• [Short problem A]
Show every line of the listing that contains the string "dark".

++++ Page excerpt

Charity Anne Bick  (19 December 1924 – 22 April 2002) was a British civilian dispatch rider during the Second World War, and the youngest ever recipient of the George Medal, the United Kingdom's second-highest award for civilian bravery. She later served in the Women's Royal Air Force.

Biography
Charity Anne Bick was born on 19 December 1924 and educated at Lyng Primary School in Horton Street, Lyng, West Bromwich.

At the age of 14, while living in Maud Road, West Bromwich she lied about her age, claiming to be 16, to join the Air Raid Precautions (ARP) service in that town. She volunteered at the office of a brick works near her home, delivering messages between ARP depots, by bicycle. Her father was an ARP post warden.

During a 1940 air raid on West Bromwich, she helped her father to put out an incendiary bomb that had lodged in the roof of a shop. When the roof gave way, she fell through and suffered minor injuries. Nonetheless, she then used a borrowed bicycle and made numerous attempts to deliver a message to the control room, one and a quarter miles away, avoiding bombs and shrapnel. She made repeated trips, at least three of which occurred during the height of the raid.

++++++++

• [Short problem B]
Translate this sentence from the Charity Anne Bick biography above into Spanish: "Her father was an ARP post warden."

++++ Input material

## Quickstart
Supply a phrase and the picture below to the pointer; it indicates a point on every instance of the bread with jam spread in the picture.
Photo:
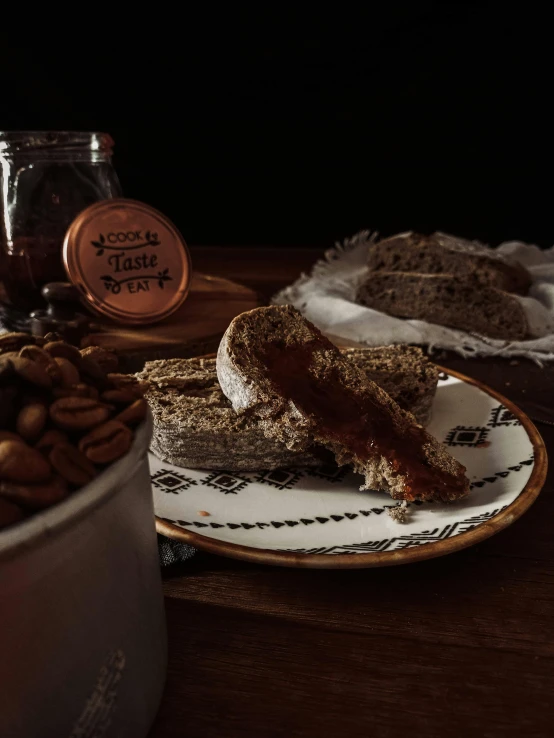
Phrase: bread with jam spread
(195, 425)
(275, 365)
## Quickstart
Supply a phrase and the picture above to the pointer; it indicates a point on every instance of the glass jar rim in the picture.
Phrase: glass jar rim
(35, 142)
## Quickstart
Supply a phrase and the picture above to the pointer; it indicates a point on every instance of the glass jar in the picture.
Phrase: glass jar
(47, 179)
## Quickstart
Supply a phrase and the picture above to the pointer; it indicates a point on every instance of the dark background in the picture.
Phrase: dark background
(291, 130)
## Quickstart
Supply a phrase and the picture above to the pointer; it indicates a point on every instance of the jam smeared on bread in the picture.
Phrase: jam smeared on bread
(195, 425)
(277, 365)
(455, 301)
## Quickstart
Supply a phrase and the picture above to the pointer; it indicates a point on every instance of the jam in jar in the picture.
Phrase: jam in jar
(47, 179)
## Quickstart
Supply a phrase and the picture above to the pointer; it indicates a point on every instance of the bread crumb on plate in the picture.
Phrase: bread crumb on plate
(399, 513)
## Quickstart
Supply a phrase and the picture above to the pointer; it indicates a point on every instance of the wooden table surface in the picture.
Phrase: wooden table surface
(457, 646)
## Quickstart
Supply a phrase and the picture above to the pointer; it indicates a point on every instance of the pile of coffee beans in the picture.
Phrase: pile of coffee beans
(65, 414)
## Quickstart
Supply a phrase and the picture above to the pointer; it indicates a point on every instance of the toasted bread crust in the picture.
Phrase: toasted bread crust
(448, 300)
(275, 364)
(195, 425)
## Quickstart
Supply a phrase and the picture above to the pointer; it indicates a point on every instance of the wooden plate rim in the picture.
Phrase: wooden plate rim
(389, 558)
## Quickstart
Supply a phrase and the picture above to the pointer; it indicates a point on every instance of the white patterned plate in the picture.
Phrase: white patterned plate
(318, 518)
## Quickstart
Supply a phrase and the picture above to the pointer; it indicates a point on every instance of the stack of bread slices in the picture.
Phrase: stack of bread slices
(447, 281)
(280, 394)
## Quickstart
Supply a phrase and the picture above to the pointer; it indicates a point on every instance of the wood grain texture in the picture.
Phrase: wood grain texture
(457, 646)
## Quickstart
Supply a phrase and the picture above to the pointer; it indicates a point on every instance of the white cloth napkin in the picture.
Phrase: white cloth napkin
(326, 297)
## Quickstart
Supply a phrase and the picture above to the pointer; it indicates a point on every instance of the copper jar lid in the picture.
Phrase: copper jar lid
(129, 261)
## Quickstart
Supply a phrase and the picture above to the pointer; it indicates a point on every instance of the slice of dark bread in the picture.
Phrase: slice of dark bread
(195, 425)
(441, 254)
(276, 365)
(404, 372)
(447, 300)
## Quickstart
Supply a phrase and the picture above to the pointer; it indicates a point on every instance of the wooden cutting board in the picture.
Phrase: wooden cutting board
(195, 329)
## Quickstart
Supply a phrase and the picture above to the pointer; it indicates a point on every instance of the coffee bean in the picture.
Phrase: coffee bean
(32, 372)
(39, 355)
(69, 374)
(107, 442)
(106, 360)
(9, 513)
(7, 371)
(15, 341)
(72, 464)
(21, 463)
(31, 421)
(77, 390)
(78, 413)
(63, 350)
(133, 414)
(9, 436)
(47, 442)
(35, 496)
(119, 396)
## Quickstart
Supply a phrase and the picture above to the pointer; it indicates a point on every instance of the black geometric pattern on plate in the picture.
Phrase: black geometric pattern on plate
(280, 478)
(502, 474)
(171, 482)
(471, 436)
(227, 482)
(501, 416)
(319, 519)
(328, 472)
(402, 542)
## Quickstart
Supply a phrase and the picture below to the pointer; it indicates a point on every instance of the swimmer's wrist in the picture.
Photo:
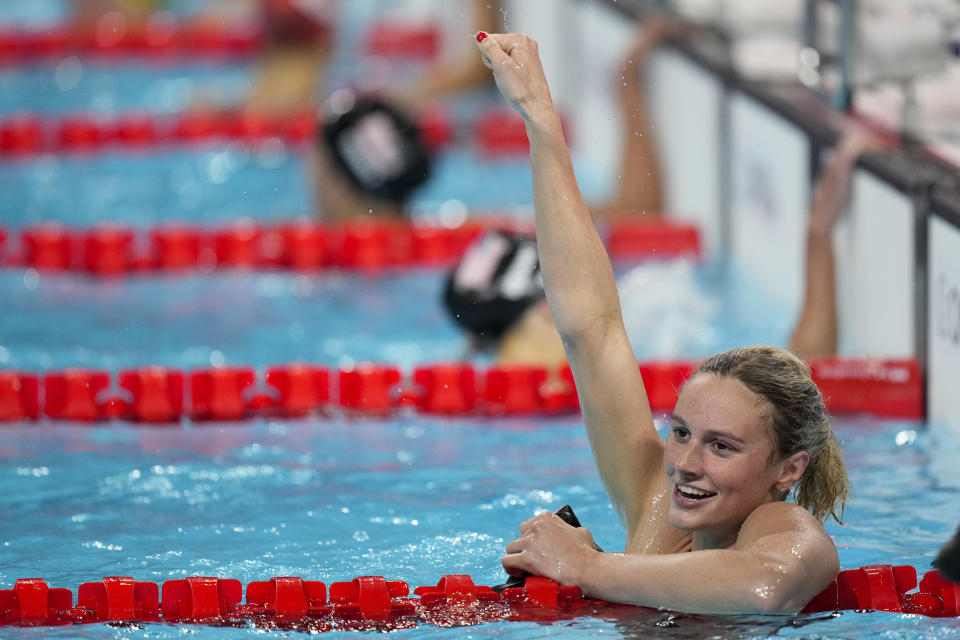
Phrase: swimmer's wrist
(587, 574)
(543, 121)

++++++++

• [Complete response A]
Supply a phrase and the picture above to the pointer; it indicates a point on every instance of the dark background in the picture.
Phrase: dark background
Supply a phrase and the picture above to the pointer; it indicates a point on every instance of the slice of dark bread in the picture.
Phrase: slice of dark bread

• [Complete response B]
Su padre era vigilante de un puesto de la ARP.